**Your instructions:** Rewrite all the records below, putting "rectangles" wherever "bounding boxes" appears and leaving everything else the same.

╔══

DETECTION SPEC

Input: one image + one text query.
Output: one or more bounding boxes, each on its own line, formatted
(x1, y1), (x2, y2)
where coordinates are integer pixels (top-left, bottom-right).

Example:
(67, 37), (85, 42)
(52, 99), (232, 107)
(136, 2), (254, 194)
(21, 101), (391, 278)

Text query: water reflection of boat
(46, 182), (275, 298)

╚══

**Answer for the task:**
DETECTION SPEC

Input: one image + one text query.
Output: one or more rectangles, each on its own line, formatted
(x1, y1), (x2, y2)
where coordinates are integer pixels (top-left, bottom-right).

Example:
(67, 37), (85, 42)
(52, 99), (232, 107)
(136, 2), (254, 194)
(21, 101), (391, 278)

Text query: water reflection of boat
(46, 182), (275, 298)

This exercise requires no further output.